Problem details:
Convert the material into a Markdown table with columns headed Row and Material line, starting at the line that contains "In the photo above, where can the dark grey" and ending with the final line of the material. Give each line its own numbered row and omit blank lines.

Data to process:
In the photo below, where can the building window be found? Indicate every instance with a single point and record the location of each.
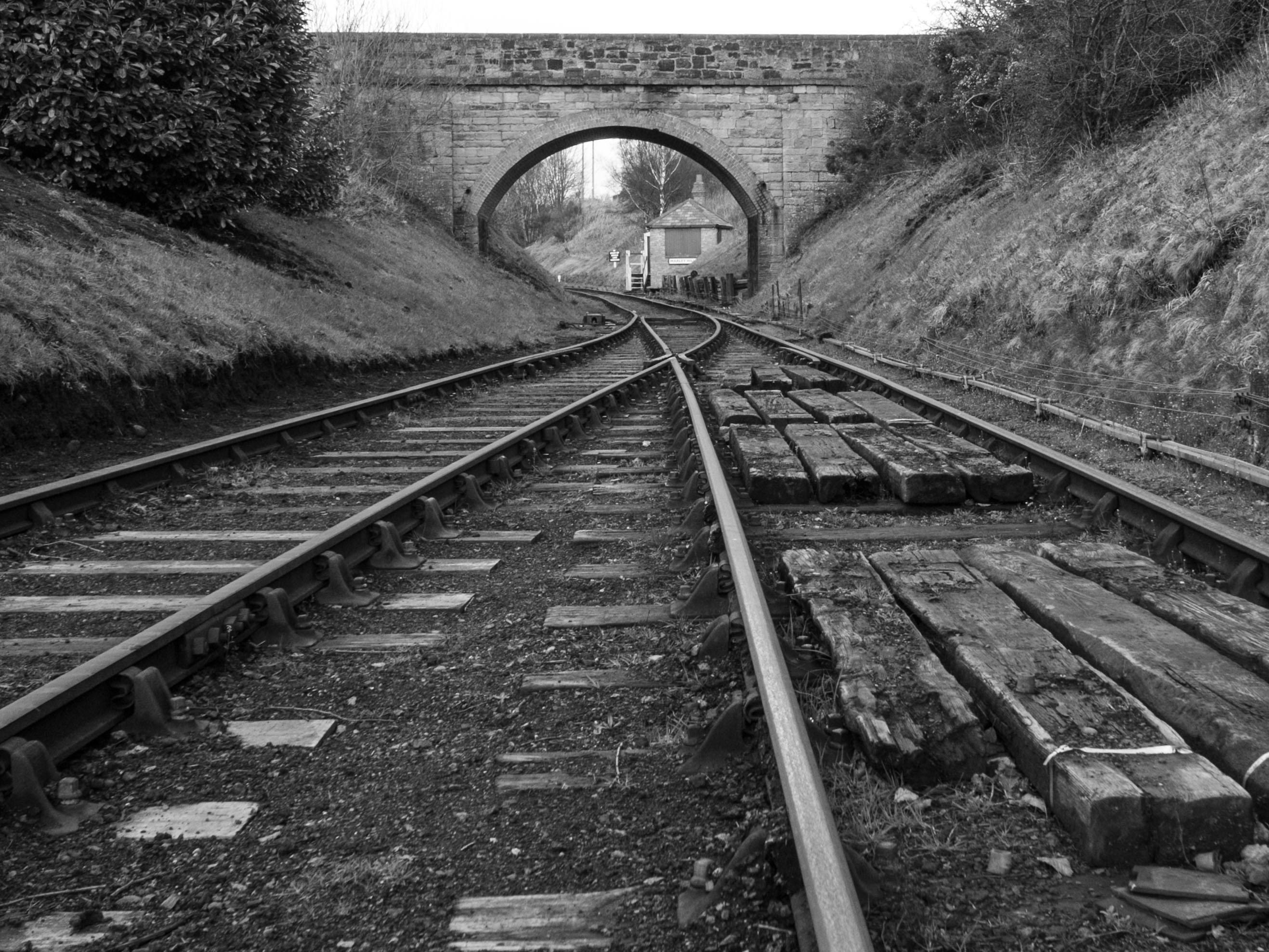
(683, 243)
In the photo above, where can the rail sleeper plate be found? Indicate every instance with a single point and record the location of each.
(602, 616)
(598, 678)
(558, 921)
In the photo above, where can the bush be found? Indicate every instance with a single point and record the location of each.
(175, 110)
(319, 170)
(1041, 74)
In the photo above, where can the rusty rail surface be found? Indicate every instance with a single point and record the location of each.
(836, 911)
(1240, 560)
(70, 711)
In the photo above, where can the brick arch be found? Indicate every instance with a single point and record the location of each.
(652, 126)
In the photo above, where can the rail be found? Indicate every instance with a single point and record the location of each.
(40, 506)
(836, 911)
(70, 711)
(1149, 442)
(1242, 560)
(1239, 559)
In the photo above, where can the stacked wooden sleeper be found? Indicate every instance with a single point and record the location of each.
(1151, 776)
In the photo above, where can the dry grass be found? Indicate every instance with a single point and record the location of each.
(1146, 263)
(139, 309)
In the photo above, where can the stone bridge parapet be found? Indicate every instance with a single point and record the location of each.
(759, 112)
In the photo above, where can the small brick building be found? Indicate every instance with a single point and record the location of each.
(683, 234)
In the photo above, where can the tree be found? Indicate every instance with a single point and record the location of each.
(653, 178)
(177, 110)
(545, 198)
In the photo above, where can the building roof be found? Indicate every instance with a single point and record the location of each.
(690, 215)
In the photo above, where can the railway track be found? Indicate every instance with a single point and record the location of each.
(522, 673)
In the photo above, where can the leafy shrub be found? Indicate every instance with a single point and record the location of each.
(1041, 74)
(177, 110)
(319, 170)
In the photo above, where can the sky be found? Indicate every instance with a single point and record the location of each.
(702, 17)
(612, 17)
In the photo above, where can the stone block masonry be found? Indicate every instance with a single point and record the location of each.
(757, 111)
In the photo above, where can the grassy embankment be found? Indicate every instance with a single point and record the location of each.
(1126, 280)
(583, 260)
(103, 310)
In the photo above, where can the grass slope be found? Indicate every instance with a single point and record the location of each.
(1125, 274)
(94, 299)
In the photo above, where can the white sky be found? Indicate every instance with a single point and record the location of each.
(702, 17)
(615, 17)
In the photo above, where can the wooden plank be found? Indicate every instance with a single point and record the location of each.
(612, 570)
(768, 378)
(593, 537)
(597, 678)
(986, 479)
(837, 471)
(771, 470)
(776, 409)
(598, 489)
(913, 474)
(169, 566)
(36, 648)
(455, 430)
(366, 489)
(75, 605)
(650, 454)
(732, 408)
(559, 921)
(1215, 704)
(600, 470)
(545, 757)
(880, 409)
(814, 378)
(905, 710)
(508, 537)
(1120, 809)
(480, 566)
(555, 780)
(1229, 624)
(384, 641)
(912, 532)
(363, 470)
(202, 536)
(604, 616)
(1187, 884)
(1192, 913)
(426, 602)
(828, 408)
(390, 454)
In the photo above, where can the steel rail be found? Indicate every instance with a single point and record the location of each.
(836, 911)
(1176, 531)
(40, 506)
(698, 352)
(1243, 560)
(80, 705)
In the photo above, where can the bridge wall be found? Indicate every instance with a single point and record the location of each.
(759, 112)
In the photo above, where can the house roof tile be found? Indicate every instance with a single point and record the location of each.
(690, 215)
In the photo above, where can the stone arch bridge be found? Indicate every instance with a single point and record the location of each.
(758, 112)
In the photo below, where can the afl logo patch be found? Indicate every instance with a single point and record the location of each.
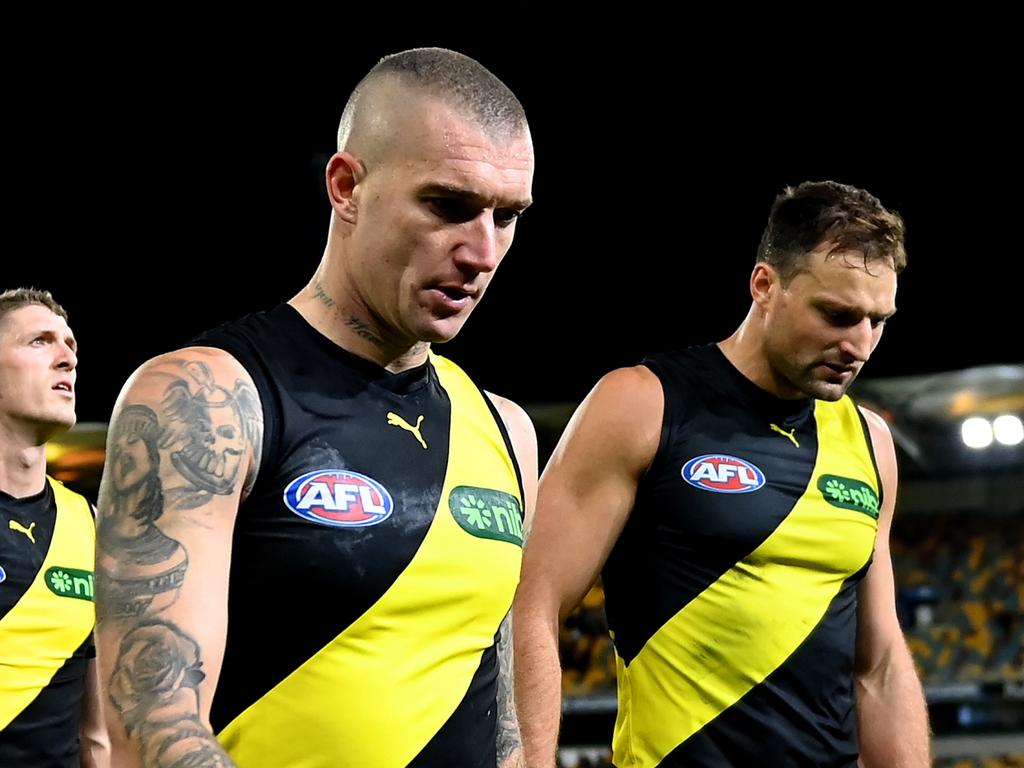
(723, 474)
(339, 498)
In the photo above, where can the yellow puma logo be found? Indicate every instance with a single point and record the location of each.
(396, 421)
(776, 428)
(15, 525)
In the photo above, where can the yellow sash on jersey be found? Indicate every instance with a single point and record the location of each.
(376, 694)
(747, 624)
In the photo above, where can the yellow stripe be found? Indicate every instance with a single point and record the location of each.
(378, 692)
(42, 630)
(748, 623)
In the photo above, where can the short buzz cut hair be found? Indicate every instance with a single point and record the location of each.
(453, 78)
(849, 219)
(16, 298)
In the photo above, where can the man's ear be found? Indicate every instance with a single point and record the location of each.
(344, 171)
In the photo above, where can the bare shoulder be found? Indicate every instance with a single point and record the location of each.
(515, 417)
(203, 364)
(885, 453)
(882, 438)
(203, 401)
(624, 411)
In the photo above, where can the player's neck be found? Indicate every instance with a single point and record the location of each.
(744, 349)
(354, 334)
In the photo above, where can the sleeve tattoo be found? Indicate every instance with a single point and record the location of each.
(178, 459)
(509, 738)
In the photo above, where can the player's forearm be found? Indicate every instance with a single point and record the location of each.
(538, 686)
(892, 715)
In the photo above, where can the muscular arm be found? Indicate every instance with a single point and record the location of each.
(523, 438)
(183, 445)
(586, 495)
(892, 717)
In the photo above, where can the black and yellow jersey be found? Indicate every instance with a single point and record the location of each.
(46, 619)
(372, 563)
(731, 594)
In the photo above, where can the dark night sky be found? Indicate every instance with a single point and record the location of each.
(158, 204)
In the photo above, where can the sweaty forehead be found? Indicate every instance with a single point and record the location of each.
(34, 318)
(845, 279)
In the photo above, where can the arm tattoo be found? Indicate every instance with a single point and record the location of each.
(155, 687)
(207, 432)
(509, 739)
(139, 567)
(178, 457)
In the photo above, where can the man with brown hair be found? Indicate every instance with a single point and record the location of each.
(738, 509)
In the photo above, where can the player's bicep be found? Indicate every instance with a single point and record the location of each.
(878, 627)
(588, 488)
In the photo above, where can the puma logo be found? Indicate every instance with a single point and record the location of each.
(787, 435)
(15, 525)
(396, 421)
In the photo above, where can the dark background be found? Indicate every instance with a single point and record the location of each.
(159, 192)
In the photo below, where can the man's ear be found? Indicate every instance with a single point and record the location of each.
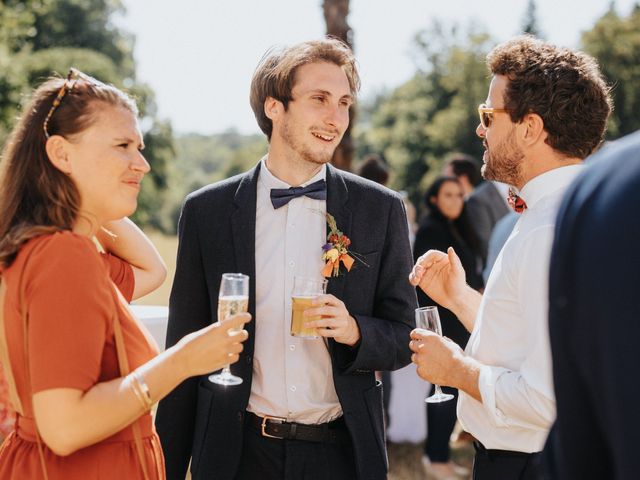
(56, 148)
(272, 108)
(532, 130)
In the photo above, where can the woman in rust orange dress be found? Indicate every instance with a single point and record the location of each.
(86, 372)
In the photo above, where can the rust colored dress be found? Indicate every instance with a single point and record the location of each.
(71, 299)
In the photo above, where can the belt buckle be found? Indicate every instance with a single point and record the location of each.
(264, 425)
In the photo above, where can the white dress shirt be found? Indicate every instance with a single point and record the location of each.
(510, 336)
(292, 377)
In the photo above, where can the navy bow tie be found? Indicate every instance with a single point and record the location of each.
(282, 196)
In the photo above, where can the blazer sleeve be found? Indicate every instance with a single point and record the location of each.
(384, 342)
(188, 311)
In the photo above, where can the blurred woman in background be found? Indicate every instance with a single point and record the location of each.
(444, 226)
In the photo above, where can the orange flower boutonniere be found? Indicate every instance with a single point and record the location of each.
(336, 250)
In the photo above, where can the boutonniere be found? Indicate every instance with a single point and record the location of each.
(336, 250)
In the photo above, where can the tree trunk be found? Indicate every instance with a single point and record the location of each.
(335, 16)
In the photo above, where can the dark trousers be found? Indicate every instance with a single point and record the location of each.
(441, 419)
(505, 465)
(271, 458)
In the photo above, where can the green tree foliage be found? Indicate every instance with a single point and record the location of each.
(435, 112)
(615, 42)
(530, 21)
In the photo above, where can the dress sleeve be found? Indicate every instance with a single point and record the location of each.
(70, 307)
(121, 273)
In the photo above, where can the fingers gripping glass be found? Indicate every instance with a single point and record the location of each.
(486, 114)
(428, 318)
(72, 78)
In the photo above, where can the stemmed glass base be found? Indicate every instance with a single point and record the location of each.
(225, 378)
(438, 396)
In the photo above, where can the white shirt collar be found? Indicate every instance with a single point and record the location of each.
(548, 183)
(269, 180)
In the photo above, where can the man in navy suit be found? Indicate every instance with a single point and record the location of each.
(307, 408)
(594, 319)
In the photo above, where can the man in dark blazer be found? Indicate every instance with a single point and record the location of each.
(274, 425)
(594, 319)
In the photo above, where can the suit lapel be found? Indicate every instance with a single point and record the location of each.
(337, 196)
(243, 226)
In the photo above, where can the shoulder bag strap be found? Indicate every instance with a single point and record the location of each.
(14, 398)
(123, 363)
(25, 333)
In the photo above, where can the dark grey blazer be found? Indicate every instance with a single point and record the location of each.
(204, 421)
(485, 206)
(594, 319)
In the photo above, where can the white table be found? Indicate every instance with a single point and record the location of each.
(155, 318)
(407, 409)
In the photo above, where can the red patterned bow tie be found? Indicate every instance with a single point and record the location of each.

Output:
| Row | Material line |
|---|---|
| 1 | In the photo above, where can the dark grey blazer be found? Indicate every instance with a single point and record the location of each. |
| 2 | (204, 421) |
| 3 | (485, 206) |
| 4 | (594, 319) |
| 5 | In the photo above, where can the white table be found? Indicate every instance with a single point and record the location of each. |
| 6 | (155, 318) |
| 7 | (407, 409) |
| 8 | In the photo above, where can the red patterned bow tie be found? Indicate every instance with a single point and record the location of each. |